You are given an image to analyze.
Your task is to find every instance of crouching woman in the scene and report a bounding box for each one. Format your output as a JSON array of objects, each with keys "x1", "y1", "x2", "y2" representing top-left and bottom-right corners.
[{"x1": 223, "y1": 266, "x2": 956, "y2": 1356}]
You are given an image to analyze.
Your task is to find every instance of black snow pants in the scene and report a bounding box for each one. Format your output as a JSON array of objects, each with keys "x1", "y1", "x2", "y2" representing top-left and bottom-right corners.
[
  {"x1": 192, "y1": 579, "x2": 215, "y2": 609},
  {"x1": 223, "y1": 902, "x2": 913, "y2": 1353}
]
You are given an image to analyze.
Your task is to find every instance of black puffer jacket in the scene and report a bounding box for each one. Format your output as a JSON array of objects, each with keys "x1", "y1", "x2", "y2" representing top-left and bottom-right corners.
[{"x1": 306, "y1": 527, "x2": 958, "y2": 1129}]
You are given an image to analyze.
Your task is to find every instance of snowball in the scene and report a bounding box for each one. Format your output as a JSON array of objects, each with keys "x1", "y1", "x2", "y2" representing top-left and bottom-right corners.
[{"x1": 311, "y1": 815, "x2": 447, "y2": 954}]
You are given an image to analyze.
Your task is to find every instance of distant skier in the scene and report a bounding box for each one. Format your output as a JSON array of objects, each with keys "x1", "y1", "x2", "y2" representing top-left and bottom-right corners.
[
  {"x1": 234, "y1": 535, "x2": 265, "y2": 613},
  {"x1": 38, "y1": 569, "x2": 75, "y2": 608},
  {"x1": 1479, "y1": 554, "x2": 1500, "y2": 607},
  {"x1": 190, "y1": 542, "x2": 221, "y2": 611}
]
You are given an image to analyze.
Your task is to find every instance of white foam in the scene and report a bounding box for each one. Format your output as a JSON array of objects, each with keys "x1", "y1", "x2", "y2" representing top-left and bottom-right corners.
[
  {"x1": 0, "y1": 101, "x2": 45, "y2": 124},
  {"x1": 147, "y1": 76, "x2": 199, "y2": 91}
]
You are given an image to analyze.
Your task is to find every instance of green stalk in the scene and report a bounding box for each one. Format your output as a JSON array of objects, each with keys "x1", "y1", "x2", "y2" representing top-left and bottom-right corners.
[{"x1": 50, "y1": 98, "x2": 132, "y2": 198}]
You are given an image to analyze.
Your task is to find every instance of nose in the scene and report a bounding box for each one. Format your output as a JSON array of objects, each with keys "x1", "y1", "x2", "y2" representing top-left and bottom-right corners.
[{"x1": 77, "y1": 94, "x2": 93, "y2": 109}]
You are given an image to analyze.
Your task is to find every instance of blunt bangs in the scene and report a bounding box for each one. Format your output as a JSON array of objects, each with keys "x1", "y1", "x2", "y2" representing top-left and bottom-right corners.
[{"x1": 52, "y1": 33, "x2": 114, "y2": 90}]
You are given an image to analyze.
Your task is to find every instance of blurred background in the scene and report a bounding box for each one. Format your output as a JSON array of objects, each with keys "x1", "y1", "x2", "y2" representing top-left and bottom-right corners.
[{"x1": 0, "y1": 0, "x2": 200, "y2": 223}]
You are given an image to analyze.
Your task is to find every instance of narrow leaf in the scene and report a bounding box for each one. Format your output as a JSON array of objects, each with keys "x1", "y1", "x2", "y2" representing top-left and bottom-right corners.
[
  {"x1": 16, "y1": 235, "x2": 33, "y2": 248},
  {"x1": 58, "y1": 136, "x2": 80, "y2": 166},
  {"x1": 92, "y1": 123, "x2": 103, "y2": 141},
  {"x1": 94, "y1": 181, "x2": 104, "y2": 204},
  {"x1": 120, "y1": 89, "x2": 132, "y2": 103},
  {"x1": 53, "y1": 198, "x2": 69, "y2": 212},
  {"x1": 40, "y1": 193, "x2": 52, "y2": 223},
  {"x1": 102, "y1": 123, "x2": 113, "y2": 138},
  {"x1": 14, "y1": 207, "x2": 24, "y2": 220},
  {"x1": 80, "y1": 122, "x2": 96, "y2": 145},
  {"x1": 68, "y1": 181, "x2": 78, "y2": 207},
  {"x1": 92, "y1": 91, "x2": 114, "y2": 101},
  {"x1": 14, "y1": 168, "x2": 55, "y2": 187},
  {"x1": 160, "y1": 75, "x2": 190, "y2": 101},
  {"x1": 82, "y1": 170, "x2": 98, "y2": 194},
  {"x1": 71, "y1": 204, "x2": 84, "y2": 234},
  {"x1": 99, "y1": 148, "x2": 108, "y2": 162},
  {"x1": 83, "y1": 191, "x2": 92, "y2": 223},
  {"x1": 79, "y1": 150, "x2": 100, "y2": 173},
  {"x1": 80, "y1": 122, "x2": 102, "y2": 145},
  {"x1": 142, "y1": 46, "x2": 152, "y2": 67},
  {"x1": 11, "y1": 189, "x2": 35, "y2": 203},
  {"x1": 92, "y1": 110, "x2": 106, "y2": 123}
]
=-=-=
* **EXERCISE DIRECTIONS**: Would you output all of the material exactly as it reads?

* **ANSWER BOX**:
You are given an image to analyze.
Your task is to find every instance of crouching woman in the scene and report a bounding box for each one. Format your output as a JSON array of objects, each with keys "x1", "y1", "x2", "y2" representing top-left and bottom-right corners.
[{"x1": 223, "y1": 266, "x2": 956, "y2": 1356}]
You are given an image to analyze.
Your task is to find every instance of black snow pants in the scene and report a bounding box for each one. Format your output as a JSON array of objects, each with keys "x1", "y1", "x2", "y2" representing top-left and bottom-right corners.
[
  {"x1": 192, "y1": 579, "x2": 215, "y2": 609},
  {"x1": 223, "y1": 902, "x2": 913, "y2": 1353}
]
You are given an image to analyze.
Your task is to find every instance of black puffer jacket in the scene and report a bounding box for each one. Format your output as a JSON array of objects, each with keys "x1", "y1", "x2", "y2" representing top-left and bottom-right corners.
[{"x1": 306, "y1": 527, "x2": 958, "y2": 1129}]
You are given an image to analyze.
Your task is to find every instance of snowball in the scene and report a bounding box for each one. Format your output as a JSON array of objects, each with keys "x1", "y1", "x2", "y2" representing top-left and bottom-right corners.
[{"x1": 311, "y1": 815, "x2": 447, "y2": 954}]
You are given an image to analyze.
Your task is to find every instance of distant skier in the scene and report a bounding box for each one. Format your output as a JSON array of objects, each with keys "x1", "y1", "x2", "y2" representing top-left and bottom-right corners.
[
  {"x1": 234, "y1": 535, "x2": 265, "y2": 613},
  {"x1": 38, "y1": 569, "x2": 75, "y2": 608},
  {"x1": 1479, "y1": 554, "x2": 1500, "y2": 607},
  {"x1": 190, "y1": 542, "x2": 221, "y2": 611}
]
You are given an image to analyze.
Your task is to find every instance of white foam in the scene and report a bounding box for each one. Format your output as a JSON array of objects, each with keys "x1", "y1", "x2", "y2" representing top-left and bottom-right corners.
[
  {"x1": 0, "y1": 101, "x2": 45, "y2": 124},
  {"x1": 147, "y1": 76, "x2": 199, "y2": 91}
]
You are given an image to analyze.
Your task is to find every instance of green stalk in the scene and report a bounding box for each one. Format your output as a JSON array of objects, each with keys "x1", "y1", "x2", "y2" representing top-left and bottom-right corners.
[{"x1": 50, "y1": 98, "x2": 132, "y2": 198}]
You are given an image to analyze.
Your task is to find every instance of nose in the scene and report a bounding box for each one. Format your output as a JSON array of objects, each with keys "x1", "y1", "x2", "y2" representing top-left and bottom-right corners.
[{"x1": 77, "y1": 94, "x2": 93, "y2": 109}]
You are given an image to analyze.
Your task is to find every instance of blunt bangs in the scene and report a bounding box for each one. Format your output as a JSON array of objects, each with keys "x1", "y1", "x2", "y2" representing top-left and bottom-right corners.
[{"x1": 52, "y1": 33, "x2": 114, "y2": 90}]
You are given an image to analyze.
Your task is to find every instance of blurred background in the scene and report a bounding box for each one. Format your output as a JSON array of objects, each with keys "x1", "y1", "x2", "y2" representing top-left and bottom-right corners.
[{"x1": 0, "y1": 0, "x2": 200, "y2": 223}]
You are given an image to analyze.
Your task is to find every instance of narrow leaf in the scene and report a bounding box for each one. Format your output as a JSON array of objects, each with keys "x1", "y1", "x2", "y2" representing top-left and bottom-right corners.
[
  {"x1": 16, "y1": 235, "x2": 33, "y2": 248},
  {"x1": 58, "y1": 136, "x2": 80, "y2": 166},
  {"x1": 92, "y1": 123, "x2": 103, "y2": 141},
  {"x1": 94, "y1": 181, "x2": 104, "y2": 204},
  {"x1": 120, "y1": 89, "x2": 132, "y2": 103},
  {"x1": 53, "y1": 198, "x2": 69, "y2": 212},
  {"x1": 40, "y1": 193, "x2": 52, "y2": 223},
  {"x1": 102, "y1": 123, "x2": 113, "y2": 138},
  {"x1": 14, "y1": 207, "x2": 24, "y2": 220},
  {"x1": 80, "y1": 122, "x2": 96, "y2": 145},
  {"x1": 68, "y1": 181, "x2": 78, "y2": 207},
  {"x1": 92, "y1": 91, "x2": 114, "y2": 101},
  {"x1": 14, "y1": 168, "x2": 55, "y2": 187},
  {"x1": 160, "y1": 75, "x2": 190, "y2": 101},
  {"x1": 82, "y1": 170, "x2": 98, "y2": 194},
  {"x1": 71, "y1": 204, "x2": 84, "y2": 234},
  {"x1": 99, "y1": 148, "x2": 108, "y2": 162},
  {"x1": 83, "y1": 191, "x2": 92, "y2": 223},
  {"x1": 79, "y1": 150, "x2": 100, "y2": 173},
  {"x1": 80, "y1": 122, "x2": 102, "y2": 145},
  {"x1": 142, "y1": 46, "x2": 152, "y2": 67},
  {"x1": 11, "y1": 189, "x2": 35, "y2": 203},
  {"x1": 92, "y1": 110, "x2": 106, "y2": 123}
]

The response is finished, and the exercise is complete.